**PASSAGE TO READ**
-.-.-
After this Olivier played three more stage roles: James Tyrone in Eugene O'Neill's Long Day's Journey into Night (1971–72), Antonio in Eduardo de Filippo's Saturday, Sunday, Monday and John Tagg in Trevor Griffiths's The Party (both 1973–74). Among the roles he hoped to play, but could not because of ill-health, was Nathan Detroit in the musical Guys and Dolls. In 1972, he took leave of absence from the National to star opposite Michael Caine in Joseph L. Mankiewicz's film of Anthony Shaffer's Sleuth, which The Illustrated London News considered to be "Olivier at his twinkling, eye-rolling best"; both he and Caine were nominated for the Academy Award for Best Actor, both losing to Marlon Brando in The Godfather.

The last two stage plays Olivier directed were Jean Giraudoux's Amphitryon (1971) and Priestley's Eden End (1974). By the time of Eden End, he was no longer director of the National Theatre; Peter Hall took over on 1 November 1973. The succession was tactlessly handled by the board, and Olivier felt that he had been eased out—although he had declared his intention to go—and that he had not been properly consulted about the choice of successor. The largest of the three theatres within the National's new building was named in his honour, but his only appearance on the stage of the Olivier Theatre was at its official opening by the Queen in October 1976, when he made a speech of welcome, which Hall privately described as the most successful part of the evening.
-.-.-
**WHAT IS EXPECTED**
Based on the passage about Olivier's later career, why did he never play Nathan Detroit in Guys and Dolls? The data that comes next has nothing to do with the text about Olivier.
-.-.-
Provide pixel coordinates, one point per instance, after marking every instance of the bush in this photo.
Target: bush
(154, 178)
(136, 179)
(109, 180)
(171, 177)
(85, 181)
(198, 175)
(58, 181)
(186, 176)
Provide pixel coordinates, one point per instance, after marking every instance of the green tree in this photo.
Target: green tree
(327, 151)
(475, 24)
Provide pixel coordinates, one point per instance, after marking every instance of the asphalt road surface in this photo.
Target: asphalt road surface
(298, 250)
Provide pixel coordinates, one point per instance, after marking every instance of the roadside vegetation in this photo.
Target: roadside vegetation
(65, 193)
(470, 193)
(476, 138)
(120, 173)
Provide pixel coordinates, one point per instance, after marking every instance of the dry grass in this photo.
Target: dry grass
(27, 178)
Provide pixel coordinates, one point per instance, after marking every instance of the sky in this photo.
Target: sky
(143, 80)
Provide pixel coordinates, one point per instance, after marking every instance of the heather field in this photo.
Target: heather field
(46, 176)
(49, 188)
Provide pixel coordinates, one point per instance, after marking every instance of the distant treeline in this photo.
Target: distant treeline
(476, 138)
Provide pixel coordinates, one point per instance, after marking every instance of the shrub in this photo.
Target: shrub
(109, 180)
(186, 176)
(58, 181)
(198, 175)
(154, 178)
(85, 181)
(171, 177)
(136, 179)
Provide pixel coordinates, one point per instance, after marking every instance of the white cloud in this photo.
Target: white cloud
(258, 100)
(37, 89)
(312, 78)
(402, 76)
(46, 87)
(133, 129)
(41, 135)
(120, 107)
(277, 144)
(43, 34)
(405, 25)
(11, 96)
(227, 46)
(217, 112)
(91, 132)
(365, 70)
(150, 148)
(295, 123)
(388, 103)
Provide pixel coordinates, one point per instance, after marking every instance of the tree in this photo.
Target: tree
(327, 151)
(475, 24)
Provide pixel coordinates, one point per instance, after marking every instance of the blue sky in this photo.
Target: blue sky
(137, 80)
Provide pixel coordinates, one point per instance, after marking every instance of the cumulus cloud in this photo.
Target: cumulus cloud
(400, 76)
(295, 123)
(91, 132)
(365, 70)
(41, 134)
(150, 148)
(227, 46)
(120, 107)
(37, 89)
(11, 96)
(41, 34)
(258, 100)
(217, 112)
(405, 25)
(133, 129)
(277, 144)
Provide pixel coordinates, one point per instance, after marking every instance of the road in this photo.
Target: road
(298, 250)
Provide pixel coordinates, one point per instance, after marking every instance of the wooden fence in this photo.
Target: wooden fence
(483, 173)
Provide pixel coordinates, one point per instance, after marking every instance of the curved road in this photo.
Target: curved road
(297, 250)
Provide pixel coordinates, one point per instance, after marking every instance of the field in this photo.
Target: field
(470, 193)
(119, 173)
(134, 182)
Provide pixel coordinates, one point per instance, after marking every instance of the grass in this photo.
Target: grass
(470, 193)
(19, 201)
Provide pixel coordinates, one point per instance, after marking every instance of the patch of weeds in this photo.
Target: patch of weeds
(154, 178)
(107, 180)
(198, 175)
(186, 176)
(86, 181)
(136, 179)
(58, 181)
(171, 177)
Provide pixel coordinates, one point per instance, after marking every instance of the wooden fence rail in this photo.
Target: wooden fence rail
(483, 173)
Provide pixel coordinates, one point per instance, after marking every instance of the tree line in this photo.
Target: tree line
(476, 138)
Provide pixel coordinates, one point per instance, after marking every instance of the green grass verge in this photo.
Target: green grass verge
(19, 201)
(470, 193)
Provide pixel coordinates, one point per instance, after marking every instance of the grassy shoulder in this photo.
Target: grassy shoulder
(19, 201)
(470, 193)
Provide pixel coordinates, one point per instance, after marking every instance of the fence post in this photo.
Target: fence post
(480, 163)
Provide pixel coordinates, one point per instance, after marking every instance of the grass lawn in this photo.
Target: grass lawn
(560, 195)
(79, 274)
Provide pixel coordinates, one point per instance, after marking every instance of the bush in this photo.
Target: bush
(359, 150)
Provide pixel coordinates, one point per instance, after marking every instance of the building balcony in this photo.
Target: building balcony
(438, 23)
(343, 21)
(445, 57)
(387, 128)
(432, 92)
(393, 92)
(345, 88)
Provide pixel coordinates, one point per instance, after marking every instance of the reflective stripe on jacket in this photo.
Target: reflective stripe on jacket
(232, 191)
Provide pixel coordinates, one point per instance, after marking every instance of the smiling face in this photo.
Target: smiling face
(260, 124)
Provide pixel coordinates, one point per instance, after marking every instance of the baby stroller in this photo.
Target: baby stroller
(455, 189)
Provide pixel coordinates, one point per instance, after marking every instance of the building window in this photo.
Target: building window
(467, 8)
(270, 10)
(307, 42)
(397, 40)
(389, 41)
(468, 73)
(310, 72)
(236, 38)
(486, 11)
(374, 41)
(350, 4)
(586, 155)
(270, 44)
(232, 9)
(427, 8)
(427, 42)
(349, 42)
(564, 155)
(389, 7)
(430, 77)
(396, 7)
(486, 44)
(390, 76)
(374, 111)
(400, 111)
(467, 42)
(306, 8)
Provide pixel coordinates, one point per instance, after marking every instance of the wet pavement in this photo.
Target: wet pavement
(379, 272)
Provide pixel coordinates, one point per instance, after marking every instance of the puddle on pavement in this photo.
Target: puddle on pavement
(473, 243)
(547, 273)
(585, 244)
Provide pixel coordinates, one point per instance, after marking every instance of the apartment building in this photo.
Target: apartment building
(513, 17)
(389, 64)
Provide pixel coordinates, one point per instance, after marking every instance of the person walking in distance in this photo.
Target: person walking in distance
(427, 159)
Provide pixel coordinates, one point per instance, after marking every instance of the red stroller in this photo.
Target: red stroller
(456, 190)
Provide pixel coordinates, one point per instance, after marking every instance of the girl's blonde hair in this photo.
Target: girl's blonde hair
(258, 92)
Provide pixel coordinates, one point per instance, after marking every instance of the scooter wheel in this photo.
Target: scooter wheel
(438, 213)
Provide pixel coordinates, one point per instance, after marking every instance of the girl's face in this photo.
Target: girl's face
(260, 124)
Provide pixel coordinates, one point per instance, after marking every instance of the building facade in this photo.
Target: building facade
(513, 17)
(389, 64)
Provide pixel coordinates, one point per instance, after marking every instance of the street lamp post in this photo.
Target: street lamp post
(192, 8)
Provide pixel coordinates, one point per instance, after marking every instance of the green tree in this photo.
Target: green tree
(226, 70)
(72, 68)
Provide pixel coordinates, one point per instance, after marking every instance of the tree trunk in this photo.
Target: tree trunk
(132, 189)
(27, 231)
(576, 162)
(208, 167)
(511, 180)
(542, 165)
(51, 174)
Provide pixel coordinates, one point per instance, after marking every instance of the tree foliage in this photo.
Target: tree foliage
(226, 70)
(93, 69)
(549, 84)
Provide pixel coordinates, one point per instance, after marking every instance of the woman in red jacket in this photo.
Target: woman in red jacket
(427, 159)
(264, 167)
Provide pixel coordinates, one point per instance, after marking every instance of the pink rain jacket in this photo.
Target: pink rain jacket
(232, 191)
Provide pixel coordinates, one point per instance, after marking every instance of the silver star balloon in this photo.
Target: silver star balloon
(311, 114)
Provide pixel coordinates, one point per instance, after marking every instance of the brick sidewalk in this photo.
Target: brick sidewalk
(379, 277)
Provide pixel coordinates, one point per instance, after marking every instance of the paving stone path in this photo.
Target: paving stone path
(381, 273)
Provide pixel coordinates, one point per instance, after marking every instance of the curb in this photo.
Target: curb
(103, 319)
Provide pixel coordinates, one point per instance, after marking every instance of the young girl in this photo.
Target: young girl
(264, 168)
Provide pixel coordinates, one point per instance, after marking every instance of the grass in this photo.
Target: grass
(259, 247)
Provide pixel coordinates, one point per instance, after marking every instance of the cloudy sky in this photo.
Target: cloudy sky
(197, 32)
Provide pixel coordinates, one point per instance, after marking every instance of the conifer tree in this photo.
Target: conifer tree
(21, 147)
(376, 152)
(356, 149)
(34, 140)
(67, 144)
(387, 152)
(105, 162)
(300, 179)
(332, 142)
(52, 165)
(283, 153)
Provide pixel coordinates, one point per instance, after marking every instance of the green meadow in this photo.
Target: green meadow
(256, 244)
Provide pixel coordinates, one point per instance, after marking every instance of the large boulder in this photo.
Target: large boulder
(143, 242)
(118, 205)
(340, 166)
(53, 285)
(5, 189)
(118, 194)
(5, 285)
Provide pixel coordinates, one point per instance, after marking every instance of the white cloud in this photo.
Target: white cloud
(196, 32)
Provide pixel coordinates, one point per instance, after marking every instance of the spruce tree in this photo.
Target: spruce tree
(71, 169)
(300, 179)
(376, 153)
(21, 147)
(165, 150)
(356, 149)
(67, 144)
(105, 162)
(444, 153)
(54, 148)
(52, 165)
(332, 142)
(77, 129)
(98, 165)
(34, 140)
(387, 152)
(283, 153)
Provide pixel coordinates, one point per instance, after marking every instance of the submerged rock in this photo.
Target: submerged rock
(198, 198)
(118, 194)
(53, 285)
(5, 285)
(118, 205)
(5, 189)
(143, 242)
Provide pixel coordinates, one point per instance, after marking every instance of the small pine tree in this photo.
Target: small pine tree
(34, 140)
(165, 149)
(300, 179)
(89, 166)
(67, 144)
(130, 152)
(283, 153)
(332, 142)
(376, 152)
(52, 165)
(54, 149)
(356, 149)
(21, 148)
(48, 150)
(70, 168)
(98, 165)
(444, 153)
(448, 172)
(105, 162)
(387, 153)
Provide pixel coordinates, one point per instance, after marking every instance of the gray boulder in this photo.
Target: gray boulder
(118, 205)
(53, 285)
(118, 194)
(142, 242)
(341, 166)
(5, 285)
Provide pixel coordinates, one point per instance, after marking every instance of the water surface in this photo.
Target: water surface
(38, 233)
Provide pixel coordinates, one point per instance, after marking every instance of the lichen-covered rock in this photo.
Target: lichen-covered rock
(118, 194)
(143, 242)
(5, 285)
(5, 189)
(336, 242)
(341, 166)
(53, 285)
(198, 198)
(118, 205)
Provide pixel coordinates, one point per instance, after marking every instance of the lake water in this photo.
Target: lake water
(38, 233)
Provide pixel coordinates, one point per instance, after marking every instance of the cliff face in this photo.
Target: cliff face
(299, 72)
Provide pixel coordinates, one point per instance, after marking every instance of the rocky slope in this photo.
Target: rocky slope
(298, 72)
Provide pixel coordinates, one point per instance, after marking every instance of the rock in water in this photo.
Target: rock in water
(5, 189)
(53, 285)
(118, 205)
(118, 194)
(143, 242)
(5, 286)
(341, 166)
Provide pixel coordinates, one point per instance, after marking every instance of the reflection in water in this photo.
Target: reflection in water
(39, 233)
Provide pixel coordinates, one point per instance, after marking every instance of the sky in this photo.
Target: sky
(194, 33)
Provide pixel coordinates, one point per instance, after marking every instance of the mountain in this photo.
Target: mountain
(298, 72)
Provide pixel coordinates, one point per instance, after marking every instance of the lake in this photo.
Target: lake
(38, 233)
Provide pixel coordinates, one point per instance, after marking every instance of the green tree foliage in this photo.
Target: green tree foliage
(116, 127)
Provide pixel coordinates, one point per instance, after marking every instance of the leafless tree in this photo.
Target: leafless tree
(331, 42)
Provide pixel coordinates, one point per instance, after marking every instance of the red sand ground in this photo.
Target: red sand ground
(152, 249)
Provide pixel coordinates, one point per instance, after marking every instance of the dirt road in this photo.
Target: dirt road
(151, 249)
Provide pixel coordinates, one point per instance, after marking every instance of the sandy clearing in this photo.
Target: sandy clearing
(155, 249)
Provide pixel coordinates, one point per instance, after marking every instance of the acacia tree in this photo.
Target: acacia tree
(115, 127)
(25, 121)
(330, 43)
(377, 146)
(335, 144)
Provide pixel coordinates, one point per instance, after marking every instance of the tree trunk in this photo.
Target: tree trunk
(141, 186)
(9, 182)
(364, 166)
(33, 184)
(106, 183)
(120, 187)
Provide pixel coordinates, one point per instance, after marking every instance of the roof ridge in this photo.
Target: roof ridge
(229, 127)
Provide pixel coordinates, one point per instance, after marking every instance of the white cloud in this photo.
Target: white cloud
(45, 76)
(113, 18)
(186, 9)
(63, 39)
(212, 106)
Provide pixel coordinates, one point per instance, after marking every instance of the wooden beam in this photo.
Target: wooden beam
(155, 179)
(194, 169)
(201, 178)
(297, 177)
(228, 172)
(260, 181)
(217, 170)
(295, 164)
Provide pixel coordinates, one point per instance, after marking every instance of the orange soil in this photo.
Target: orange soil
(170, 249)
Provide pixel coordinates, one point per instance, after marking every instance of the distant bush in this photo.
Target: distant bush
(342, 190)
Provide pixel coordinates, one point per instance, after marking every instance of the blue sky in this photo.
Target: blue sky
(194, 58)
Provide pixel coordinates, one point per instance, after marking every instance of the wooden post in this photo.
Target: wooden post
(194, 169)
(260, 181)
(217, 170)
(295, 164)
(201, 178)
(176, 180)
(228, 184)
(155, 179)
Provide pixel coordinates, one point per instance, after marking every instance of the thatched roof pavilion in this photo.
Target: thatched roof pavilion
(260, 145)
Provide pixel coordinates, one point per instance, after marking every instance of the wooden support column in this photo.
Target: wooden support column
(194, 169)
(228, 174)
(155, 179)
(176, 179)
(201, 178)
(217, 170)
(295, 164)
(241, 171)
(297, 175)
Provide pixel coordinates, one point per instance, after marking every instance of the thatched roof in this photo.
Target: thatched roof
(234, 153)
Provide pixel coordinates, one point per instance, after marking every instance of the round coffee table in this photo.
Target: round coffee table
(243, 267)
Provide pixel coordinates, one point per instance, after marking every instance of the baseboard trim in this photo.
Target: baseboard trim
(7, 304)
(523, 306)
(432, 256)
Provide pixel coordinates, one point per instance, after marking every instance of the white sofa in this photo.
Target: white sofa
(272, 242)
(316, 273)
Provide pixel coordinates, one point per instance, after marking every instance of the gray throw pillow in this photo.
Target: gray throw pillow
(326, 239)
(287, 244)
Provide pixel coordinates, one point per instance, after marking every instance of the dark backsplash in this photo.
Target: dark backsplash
-.-.-
**ANSWER TO THIS TASK**
Olivier hoped to play Nathan Detroit in the musical Guys and Dolls, but he could not because of ill-health.